--- begin Input data ---

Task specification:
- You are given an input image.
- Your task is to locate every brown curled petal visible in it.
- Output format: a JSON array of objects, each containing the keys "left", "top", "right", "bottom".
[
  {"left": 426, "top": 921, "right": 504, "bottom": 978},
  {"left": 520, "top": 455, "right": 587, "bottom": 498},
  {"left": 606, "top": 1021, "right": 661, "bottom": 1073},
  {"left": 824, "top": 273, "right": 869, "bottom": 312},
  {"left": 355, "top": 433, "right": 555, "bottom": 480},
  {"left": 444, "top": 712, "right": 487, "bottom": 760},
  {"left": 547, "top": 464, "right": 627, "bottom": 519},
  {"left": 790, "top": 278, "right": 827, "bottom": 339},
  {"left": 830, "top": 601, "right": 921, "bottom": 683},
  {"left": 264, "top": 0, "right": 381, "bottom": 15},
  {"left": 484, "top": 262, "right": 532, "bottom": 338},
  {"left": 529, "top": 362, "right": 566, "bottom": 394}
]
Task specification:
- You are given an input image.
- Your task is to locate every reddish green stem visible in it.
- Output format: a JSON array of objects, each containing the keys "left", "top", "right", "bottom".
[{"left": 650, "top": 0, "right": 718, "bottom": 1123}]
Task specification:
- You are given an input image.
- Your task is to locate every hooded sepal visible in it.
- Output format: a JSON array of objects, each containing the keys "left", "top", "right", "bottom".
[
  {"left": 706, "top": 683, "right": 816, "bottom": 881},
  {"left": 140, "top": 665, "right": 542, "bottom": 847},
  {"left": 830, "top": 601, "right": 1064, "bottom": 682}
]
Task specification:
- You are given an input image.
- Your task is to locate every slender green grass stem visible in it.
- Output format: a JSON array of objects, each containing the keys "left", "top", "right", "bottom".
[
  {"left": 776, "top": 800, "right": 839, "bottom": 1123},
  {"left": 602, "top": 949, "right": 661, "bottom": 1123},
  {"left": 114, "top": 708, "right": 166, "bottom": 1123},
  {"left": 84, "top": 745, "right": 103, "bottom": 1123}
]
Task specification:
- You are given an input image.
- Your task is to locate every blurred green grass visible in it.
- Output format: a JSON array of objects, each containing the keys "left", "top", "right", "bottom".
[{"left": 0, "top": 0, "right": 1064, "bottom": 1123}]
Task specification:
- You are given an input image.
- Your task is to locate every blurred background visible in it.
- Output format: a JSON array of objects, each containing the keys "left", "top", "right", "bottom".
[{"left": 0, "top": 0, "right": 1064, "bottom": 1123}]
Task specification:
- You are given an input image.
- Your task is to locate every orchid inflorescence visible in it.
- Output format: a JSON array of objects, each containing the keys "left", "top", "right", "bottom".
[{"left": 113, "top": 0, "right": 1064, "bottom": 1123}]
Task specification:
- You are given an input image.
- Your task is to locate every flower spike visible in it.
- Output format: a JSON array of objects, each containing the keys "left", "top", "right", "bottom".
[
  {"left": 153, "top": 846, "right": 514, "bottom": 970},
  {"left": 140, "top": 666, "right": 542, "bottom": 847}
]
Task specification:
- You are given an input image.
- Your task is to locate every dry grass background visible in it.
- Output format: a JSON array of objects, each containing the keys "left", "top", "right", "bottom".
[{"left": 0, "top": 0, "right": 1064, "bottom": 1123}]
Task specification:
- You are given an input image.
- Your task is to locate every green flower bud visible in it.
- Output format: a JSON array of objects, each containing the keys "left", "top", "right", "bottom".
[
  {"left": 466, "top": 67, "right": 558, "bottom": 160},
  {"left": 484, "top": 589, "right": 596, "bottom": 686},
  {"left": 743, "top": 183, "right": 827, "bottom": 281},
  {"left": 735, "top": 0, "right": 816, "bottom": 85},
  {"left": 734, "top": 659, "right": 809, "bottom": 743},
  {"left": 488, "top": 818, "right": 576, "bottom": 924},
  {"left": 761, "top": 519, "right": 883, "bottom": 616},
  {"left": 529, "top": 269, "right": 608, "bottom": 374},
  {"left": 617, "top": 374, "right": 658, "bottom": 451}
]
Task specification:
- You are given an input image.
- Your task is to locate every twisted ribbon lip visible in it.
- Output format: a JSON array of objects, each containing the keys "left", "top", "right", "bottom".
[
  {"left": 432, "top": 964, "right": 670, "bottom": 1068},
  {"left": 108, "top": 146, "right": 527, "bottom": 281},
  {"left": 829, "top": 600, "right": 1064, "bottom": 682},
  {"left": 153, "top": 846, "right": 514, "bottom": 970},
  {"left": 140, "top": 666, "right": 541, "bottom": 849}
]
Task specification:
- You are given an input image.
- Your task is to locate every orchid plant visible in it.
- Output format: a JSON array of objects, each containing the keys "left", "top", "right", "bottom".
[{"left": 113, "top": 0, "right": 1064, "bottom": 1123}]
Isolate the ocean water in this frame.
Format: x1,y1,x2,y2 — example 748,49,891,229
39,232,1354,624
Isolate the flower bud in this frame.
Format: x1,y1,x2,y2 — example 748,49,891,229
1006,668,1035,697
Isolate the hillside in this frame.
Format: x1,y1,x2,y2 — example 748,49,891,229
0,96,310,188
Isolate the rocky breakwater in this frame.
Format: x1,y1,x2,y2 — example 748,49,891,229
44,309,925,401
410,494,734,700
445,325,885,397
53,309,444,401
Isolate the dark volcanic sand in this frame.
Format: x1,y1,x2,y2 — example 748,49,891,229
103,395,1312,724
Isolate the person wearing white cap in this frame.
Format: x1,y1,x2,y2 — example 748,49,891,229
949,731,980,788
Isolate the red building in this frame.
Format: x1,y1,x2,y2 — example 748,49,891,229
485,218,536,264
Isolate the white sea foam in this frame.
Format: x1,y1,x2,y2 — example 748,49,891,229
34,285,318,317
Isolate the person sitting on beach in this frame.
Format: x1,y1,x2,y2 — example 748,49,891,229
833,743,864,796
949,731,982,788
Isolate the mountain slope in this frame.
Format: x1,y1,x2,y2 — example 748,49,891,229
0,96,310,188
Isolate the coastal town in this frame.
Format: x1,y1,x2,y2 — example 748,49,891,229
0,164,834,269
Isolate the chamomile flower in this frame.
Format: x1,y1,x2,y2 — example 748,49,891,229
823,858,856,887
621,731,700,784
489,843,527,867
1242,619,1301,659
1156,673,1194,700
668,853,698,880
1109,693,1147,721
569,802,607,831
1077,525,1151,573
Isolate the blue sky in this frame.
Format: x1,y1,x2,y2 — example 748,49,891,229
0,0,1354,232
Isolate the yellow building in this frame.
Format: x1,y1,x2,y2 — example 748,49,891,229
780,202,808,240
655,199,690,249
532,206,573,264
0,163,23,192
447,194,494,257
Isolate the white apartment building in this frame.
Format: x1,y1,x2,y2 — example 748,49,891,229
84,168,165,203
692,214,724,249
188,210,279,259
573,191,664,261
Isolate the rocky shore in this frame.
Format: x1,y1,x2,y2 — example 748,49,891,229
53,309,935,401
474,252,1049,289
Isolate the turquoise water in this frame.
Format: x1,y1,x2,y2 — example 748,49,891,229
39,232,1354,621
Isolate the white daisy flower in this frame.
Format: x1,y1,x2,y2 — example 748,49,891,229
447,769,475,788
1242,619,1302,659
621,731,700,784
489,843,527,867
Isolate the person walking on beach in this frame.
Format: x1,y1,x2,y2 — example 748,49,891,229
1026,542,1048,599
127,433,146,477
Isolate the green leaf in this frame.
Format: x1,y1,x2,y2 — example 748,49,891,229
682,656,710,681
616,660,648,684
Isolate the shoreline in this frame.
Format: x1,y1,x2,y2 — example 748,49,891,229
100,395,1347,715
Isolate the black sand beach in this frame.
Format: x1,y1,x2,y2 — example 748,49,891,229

--- end Input data ---

Given instruction ::
Retype the records starting at the line that contains "Isolate the blue sky in this frame." and ending at the last line of the records, copying each line exactly.

Solved exercise ::
Isolate the blue sky in this frame.
Format: x1,y1,x2,y2 — example 748,49,891,229
0,0,1354,232
Isolate the yellow building in this frame.
Format: x1,y1,x2,y2 — example 748,49,891,229
780,202,808,240
655,199,690,249
532,206,573,264
0,163,23,192
447,194,494,257
Isolate the white apartment building in this frame.
Format: x1,y1,x2,y2 — example 748,49,891,229
84,168,165,203
692,214,724,249
188,210,279,259
573,191,664,261
Isolate the rocky shore in this frame.
Format: x1,y1,x2,y2 — example 748,49,891,229
53,309,935,401
474,252,1049,289
Isolate the turquoise water in this frame.
Format: x1,y1,x2,y2 — example 748,49,891,229
39,232,1354,621
Isolate the white daisy flower in this frame.
Format: x1,y1,x2,y2 — example 748,49,891,229
447,769,475,788
1242,619,1302,659
621,731,700,784
489,843,527,867
Isolate the person walking on beach in this frame.
Format: x1,y1,x2,y2 — example 748,49,891,229
1026,542,1048,599
127,433,146,477
Isolate the green leaf in this frame.
Format: x1,y1,x2,y2 — example 748,49,891,229
682,656,710,681
616,660,648,684
Isolate the shoreline in this frame.
Format: x1,y1,x2,y2 — example 748,49,891,229
100,395,1347,715
Isolate the black sand beach in this frame.
Format: x1,y1,x2,y2 — example 748,49,891,229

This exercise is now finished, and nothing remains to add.